*** Page text ***

1. Introduction

Over the last decade there has been an ongoing trend in the exploration of spectral interferometry (SI) for displacement and surface topography measurement, primarily because it dispenses with the need for mechanical scanning in conventional optical apparatus; a key advantage in measurement applications were measurement speed and robustness is a priority.

While there are several measurement techniques that fall into the category of SI, this paper considers advancements in what we term dispersed reference interferometry (DRI) which relies on the application of chromatic dispersion to the reference field in order to effect a wavelength dependent optical path. In DRI wide spectral interferograms are generated that feature a stationary phase point which occurs at an equalization wavelength, at which the interferometer optical path difference (OPD) is zero.

Analysis of the spectral interferograms generated allows determination of the optical path difference in absolute terms, with previously reported works across a variety of implementations demonstrating sub-micron resolutions [1, 2]. In addition to the measurement of displacement, DRI has been applied to the characterization of dispersion in fiber [3–5], transparent sample thickness measurement [6], thin film thickness measurement [7], chirped mirror characterization [8], and dispersion measurement of transparent samples [9]. This paper reports on the application of new signal processing, in the form of template matching, to increase the axial (height) measurement resolution of a previously reported DRI apparatus for measuring displacements and surface topography [10].

*** Data block ***

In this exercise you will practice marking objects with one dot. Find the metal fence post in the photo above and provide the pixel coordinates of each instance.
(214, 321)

***

§ **Exercise instructions**
Continue the introduction on dispersed reference interferometry from where it stops above.

§ **Exercise result**
The authors note that DRI is referred to variously as dispersive white-light interferometry, white-light interferometry with dispersion and dispersive reference interferometry across the cited works, while spectral interferometry is used elsewhere in the literature to describe spectral analysis of interferograms more widely. As such we suggest the term dispersed reference interferometry (DRI) to refer only to those techniques that apply chromatic dispersion to the reference field [1, 2, 6, 10].

The DRI apparatus reported in this paper is based around a bulk optic Michelson interferometer sourced by a super-luminescent diode (SLD) which has a large amount of dispersion applied in the reference arm. This construction avoids limitations in an all-fiber device reported by Pavlícek and Häusler which has two independent arms, one which is formed from high dispersion fiber [2]. Modulation of the optical path length in the fiber arms through the action of temperature change and vibration means that in practical use such a device would be restricted to low precision measurement applications in the micron scale. The authors have previously demonstrated a DRI apparatus capable of an axial measurement resolution of 250 nm over a range of 200 µm with an inherently stable bulk optic setup [10]. While providing unambiguous (absolute) axial position (height) the resolution is too low for applications requiring high precision measurement. This paper reports on the extraction of high resolution phase information from the spectral interferograms acquired with the apparatus, using template matching, which enables a considerable improvement in the axial measurement resolution of DRI.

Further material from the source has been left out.